(Photo-based referring expression data)
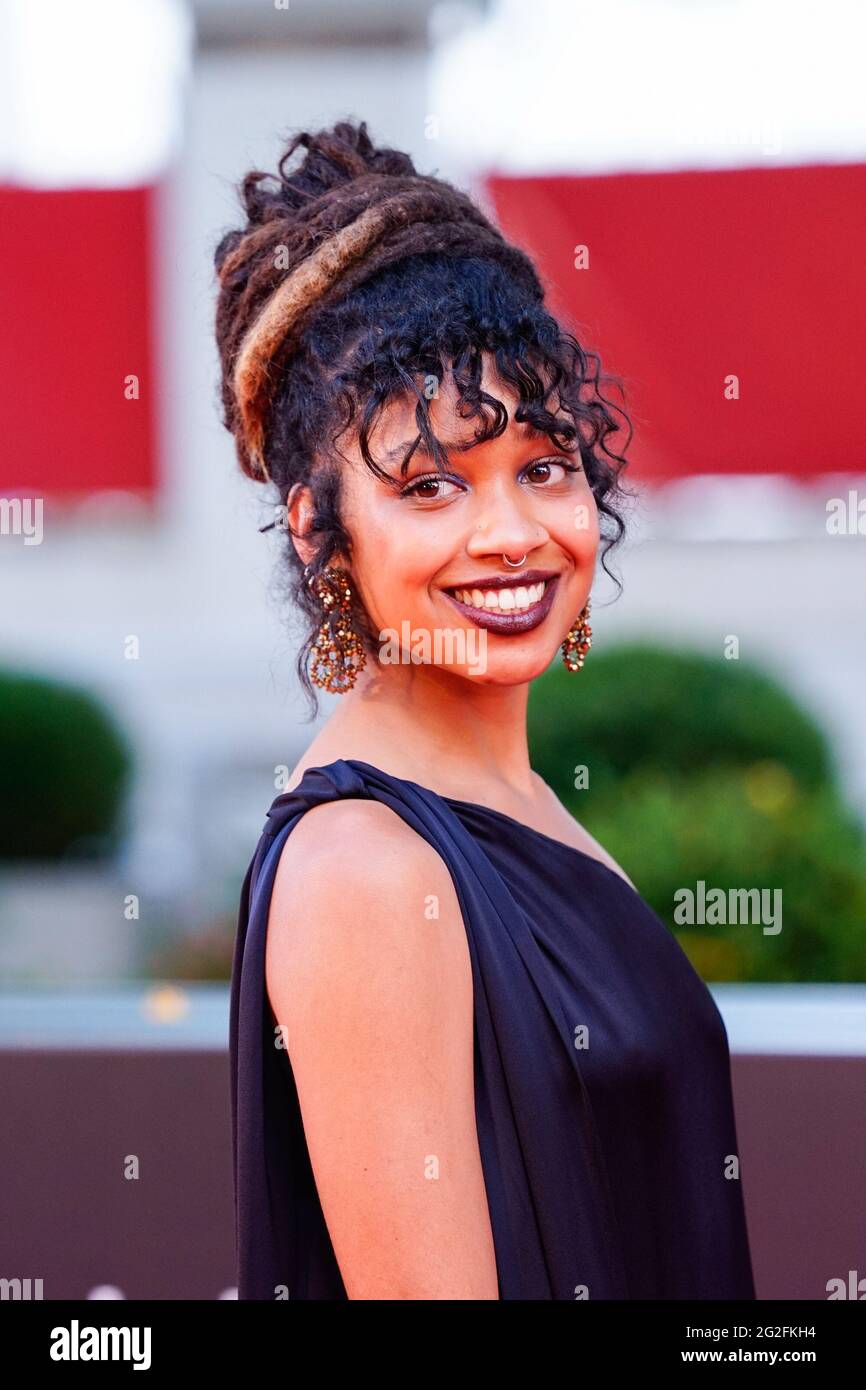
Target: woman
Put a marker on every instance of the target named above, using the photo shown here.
(467, 1059)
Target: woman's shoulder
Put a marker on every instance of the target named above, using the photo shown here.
(355, 859)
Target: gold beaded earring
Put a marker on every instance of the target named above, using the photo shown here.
(338, 653)
(578, 641)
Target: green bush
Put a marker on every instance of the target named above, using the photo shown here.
(751, 827)
(642, 706)
(705, 769)
(64, 772)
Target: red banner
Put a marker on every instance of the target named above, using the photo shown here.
(77, 357)
(731, 303)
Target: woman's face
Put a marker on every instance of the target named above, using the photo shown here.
(412, 548)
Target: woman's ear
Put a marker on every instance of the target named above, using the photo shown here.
(300, 512)
(299, 517)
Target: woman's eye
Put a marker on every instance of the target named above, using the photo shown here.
(552, 463)
(416, 489)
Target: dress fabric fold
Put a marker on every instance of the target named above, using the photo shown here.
(602, 1073)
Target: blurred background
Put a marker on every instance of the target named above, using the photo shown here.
(691, 180)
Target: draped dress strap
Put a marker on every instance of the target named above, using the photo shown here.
(523, 1055)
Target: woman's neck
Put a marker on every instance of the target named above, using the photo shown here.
(460, 738)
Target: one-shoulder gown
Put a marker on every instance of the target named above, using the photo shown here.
(602, 1073)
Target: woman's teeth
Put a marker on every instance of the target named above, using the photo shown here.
(502, 601)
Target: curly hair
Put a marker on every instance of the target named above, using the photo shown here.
(353, 277)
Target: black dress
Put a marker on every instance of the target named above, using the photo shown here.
(602, 1073)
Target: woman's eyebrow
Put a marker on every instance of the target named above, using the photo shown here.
(531, 434)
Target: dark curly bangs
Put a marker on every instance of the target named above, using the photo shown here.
(396, 335)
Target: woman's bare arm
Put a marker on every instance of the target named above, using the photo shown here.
(369, 975)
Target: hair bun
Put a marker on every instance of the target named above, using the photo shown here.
(314, 234)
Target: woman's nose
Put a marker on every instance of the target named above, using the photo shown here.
(505, 528)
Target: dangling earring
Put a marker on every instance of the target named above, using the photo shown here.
(338, 653)
(578, 641)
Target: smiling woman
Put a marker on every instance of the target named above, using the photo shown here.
(451, 1077)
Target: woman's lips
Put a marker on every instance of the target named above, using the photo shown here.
(509, 624)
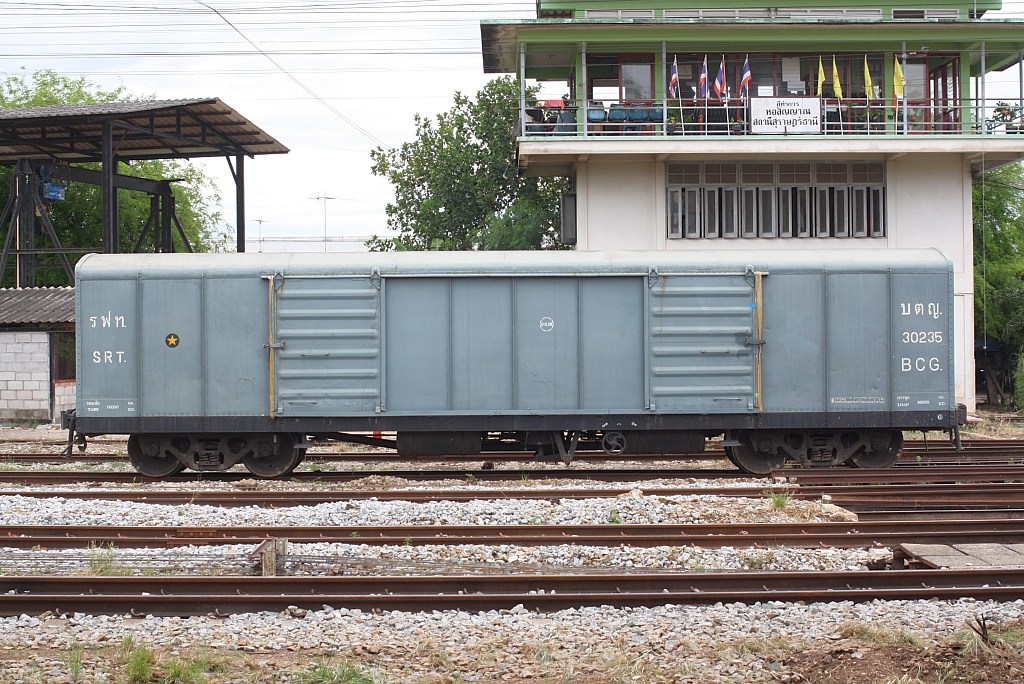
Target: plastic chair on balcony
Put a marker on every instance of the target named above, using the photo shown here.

**About this task:**
For each line above that includes "dress", copy the line.

**Answer box:**
Target: dress fabric fold
Target: draped dress strap
Target: black dress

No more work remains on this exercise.